Pointing dataset excerpts =
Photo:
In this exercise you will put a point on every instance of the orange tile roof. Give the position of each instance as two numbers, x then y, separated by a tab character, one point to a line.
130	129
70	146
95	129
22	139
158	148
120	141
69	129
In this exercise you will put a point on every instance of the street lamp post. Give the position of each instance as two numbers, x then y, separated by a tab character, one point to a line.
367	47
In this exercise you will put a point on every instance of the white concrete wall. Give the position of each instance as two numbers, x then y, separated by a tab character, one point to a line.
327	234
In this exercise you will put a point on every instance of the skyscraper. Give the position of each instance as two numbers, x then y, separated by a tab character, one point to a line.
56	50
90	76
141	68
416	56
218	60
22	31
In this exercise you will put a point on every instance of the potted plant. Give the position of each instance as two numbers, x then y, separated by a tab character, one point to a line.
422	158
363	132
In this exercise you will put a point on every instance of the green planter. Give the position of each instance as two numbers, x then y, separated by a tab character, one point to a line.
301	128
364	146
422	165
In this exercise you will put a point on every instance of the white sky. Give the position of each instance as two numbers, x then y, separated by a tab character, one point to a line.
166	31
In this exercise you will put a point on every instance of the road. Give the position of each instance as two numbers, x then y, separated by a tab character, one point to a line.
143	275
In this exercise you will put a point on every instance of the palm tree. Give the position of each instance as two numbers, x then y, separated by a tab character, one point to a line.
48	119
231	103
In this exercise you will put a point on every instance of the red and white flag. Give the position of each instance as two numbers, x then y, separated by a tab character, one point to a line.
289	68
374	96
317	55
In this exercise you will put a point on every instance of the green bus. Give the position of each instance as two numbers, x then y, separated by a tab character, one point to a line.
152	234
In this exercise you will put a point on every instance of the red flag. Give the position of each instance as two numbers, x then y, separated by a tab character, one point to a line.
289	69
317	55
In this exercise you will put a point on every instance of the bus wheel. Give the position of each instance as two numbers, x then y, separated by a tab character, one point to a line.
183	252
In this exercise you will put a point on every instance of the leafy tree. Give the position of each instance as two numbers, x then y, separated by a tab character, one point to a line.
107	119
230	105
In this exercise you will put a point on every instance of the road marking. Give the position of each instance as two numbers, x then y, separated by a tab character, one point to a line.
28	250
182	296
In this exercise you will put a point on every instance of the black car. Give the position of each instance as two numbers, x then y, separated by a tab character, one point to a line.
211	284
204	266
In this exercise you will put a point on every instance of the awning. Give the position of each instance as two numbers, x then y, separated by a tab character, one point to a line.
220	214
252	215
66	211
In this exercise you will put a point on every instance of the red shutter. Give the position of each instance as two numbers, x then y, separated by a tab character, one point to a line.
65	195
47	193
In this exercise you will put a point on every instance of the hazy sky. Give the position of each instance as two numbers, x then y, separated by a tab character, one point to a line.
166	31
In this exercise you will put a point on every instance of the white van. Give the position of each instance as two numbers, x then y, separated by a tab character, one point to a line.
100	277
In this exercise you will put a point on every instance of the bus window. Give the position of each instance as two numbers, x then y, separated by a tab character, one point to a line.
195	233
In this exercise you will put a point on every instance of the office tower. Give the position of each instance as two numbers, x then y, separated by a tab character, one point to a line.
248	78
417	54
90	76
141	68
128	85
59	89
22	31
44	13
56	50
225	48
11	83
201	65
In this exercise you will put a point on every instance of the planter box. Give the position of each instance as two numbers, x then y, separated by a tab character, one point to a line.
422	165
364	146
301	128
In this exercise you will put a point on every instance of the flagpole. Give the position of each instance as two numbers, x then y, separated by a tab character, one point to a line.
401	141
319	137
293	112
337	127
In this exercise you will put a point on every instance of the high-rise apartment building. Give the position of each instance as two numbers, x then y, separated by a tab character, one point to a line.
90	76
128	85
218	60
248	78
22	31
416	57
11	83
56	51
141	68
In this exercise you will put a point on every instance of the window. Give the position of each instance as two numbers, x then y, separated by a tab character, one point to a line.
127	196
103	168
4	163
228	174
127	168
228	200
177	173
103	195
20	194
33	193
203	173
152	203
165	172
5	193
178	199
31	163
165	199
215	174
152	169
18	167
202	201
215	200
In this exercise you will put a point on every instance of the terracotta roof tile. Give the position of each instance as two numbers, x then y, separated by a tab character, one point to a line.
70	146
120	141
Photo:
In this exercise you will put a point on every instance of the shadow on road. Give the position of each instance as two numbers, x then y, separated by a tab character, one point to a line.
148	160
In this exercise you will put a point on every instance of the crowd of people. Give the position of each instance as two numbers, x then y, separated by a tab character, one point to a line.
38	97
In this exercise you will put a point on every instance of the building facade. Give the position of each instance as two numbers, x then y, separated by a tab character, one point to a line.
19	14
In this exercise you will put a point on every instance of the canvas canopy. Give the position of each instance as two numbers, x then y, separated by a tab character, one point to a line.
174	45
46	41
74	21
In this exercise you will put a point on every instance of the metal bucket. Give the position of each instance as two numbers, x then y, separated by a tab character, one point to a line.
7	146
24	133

WORK TO DO = Copy each line of the data above without altering a single character.

WRITTEN SOLUTION =
Photo:
In this exercise you will put a point on every instance of the orange tile roof. Give the position of each instance as two numbers, x then y, separated by a tab character, one point to a line.
130	129
70	146
95	129
22	139
158	148
120	141
69	129
In this exercise you will put a point on every instance of the street lamp post. Give the position of each instance as two numbers, x then y, separated by a tab character, one point to a line.
367	47
In this exercise you will put a point on every instance of the white concrete wall. Give the position of each instance as two numbers, x then y, separated by a tab character, one point to a line.
327	234
In this exercise you will put a point on every instance of the skyscraper. Give the position of each instance as two numbers, x then y, separated by a tab character, one point to a line.
56	50
90	76
141	68
416	56
218	60
22	31
In this exercise you will put a point on every instance of the potted plant. Give the position of each instance as two numbers, x then y, separated by a tab character, one point to a line.
422	158
363	132
In this exercise you will put a point on every instance of the green planter. Give the position of each instance as two numbers, x then y, separated by a tab character, one point to a line.
301	128
364	146
422	165
In this exercise you will put a point on every instance of the white sky. Give the position of each instance as two numbers, x then y, separated by a tab character, one point to a line.
166	31
In this exercise you will put a point on every instance of the road. Give the position of each instance as two numbers, x then y, separated by a tab character, one point to a line.
143	275
In this exercise you will put a point on every instance of the palm tree. Give the position of each instance as two numbers, x then y, separated by a tab character, one point to a line.
48	119
231	103
In this exercise you will put a point on every instance of the red and white flag. Give the position of each instance as two numbers, x then y, separated by a tab character, one point to a line.
289	68
374	96
317	55
In this exercise you will put a point on every instance of the green bus. Give the position of each instance as two numbers, x then y, separated by a tab character, one point to a line.
152	234
In this exercise you will put a point on every instance of the red flag. Give the position of each instance as two numbers, x then y, separated by a tab character, one point to a line.
289	69
317	55
In this exercise you will put a point on every instance of the bus wheel. Give the position of each instance as two numbers, x then y, separated by a tab character, one point to a line.
183	252
In this exercise you will put a point on every instance of the leafy tree. Give the position of each instance as two numbers, x then y, separated by a tab character, one point to a line.
107	119
230	105
In this exercise you will put a point on every instance of the road marking. Give the position of each instance as two numbers, x then y, separated by a tab character, one point to a line.
28	250
182	296
In this exercise you will put a point on every instance of the black car. Give the position of each instance as two numbers, x then y, separated by a tab character, one point to a line.
211	284
204	266
In this exercise you will put a point on every instance of the awning. Give the position of each instance as two numbers, x then y, separated by a tab character, one point to a line.
220	214
252	215
66	211
In this exercise you will put a point on every instance of the red shutter. Give the position of each instance as two numbers, x then y, separated by a tab character, one point to a line.
65	195
47	193
In this exercise you will put a point on every instance of the hazy sky. Give the position of each instance as two numbers, x then y, separated by a tab character, one point to a line.
166	31
In this exercise you will put a point on every instance of the white van. Give the position of each instance as two numbers, x then y, separated by a tab character, one point to a line.
100	277
In this exercise you will put a point on every instance of the bus window. Give the position of each instance as two numbers, x then y, separated by a tab character, one point to a line.
195	233
In this exercise you will put a point on every instance of the office tower. Give the position of each instance as two numbers, x then y, separated by a tab character, one point to a line.
248	78
417	54
90	76
141	68
128	85
59	89
22	31
44	13
56	50
225	48
11	83
201	65
In this exercise you will put a point on every instance of the planter box. Give the position of each instance as two numbers, x then y, separated by a tab character, one point to a line.
422	165
364	146
301	128
In this exercise you will put a point on every instance of the flagpole. Give the position of each instance as two numbers, x then y, separated by a tab character, one point to a line.
401	141
319	137
293	112
337	127
In this exercise you will put a point on every instance of the high-rise apartment building. Give the position of each instance as two numbers, x then y, separated by a tab character, one point to a line.
90	76
128	85
218	60
248	78
22	31
416	57
11	83
56	51
141	68
In this exercise you will put a point on every instance of the window. Give the position of each instance as two numbers, x then y, separated by a tab character, one point to a line.
127	196
103	168
4	163
228	174
127	168
228	200
177	173
103	195
20	194
33	193
203	173
152	203
165	172
5	193
178	199
31	163
165	199
215	174
152	169
18	167
202	201
215	200
In this exercise you will put a point on every instance of the terracotta roof tile. Give the position of each instance as two numbers, x then y, separated by a tab character, one point to a line.
70	146
120	141
Photo:
In this exercise you will put a point on every instance of the shadow on road. Give the position of each instance as two numbers, x then y, separated by a tab character, one point to a line.
148	160
In this exercise you will put a point on every instance of the crowd of people. Give the position of each instance as two numbers, x then y, separated by a tab character, one point to a line.
38	97
In this exercise you will put a point on every instance of the building facade. Give the position of each instance as two numbers, x then y, separated by a tab character, one point to a line.
19	14
In this exercise you will put a point on every instance of the canvas canopy. Give the position of each instance as two numbers, x then y, separated by a tab character, one point to a line.
174	45
46	41
74	21
In this exercise you will put a point on every instance of the metal bucket. Give the position of each instance as two numbers, x then y, separated by a tab character, one point to a line.
7	146
24	133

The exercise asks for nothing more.